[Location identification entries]
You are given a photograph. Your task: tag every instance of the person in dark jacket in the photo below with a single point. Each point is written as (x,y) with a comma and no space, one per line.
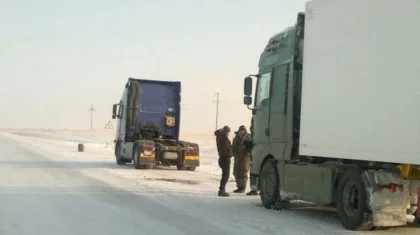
(224,148)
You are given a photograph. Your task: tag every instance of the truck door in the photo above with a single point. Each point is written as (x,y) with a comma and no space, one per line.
(277,121)
(262,107)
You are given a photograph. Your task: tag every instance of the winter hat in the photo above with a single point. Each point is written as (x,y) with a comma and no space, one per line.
(226,129)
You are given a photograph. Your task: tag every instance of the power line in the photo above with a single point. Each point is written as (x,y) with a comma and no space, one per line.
(217,107)
(91,110)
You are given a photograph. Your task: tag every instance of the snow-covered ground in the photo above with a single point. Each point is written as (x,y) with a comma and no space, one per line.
(46,165)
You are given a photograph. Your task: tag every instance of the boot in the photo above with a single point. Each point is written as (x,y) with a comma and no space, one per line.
(223,193)
(239,190)
(252,193)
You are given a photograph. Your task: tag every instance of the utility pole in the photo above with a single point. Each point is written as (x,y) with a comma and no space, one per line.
(91,110)
(217,107)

OBJECTIVE
Rewrite every row above as a numbered list, skipping any blank lines. Leave the pictures out.

TASK OUTPUT
1. You are given a photograph. Your task: tag every instance of the person in dark jacket in the photo below with a single point. Each point is written as (x,y) with a comma and no space, one per line.
2. (224,148)
3. You are given a photograph. Your task: tag every instance of the truck door in the photo above with a single point. Each point is written as (x,y) with a comma and no space, one per line.
4. (277,121)
5. (262,107)
6. You are given a photograph. Your task: tag every instance of the winter hat in the photo above with a single point. Each point is written as (x,y) with a comma and no space, one per line.
7. (226,129)
8. You are given a photograph. Your task: tag every instance of the power line in the photo above with a single point. Each point is written as (x,y) with a comma and no space, one per line.
9. (217,107)
10. (91,110)
11. You are given a photograph. Your task: tag every instance of the snow-covered ground in the photo above with a single point. Each point is written as (x,y) with a comma and no space, one per line.
12. (46,165)
13. You are given a photograph. Your task: tag every instance of the boot in the photo above with a single point. Each point is written as (x,y) with a comma and no space, one per line.
14. (223,193)
15. (239,190)
16. (252,193)
17. You are given a photograph. Your task: tag every instance of the utility pole in the photo above with a single point. Each point is written as (x,y) with a comma and no space, one per line.
18. (91,110)
19. (217,107)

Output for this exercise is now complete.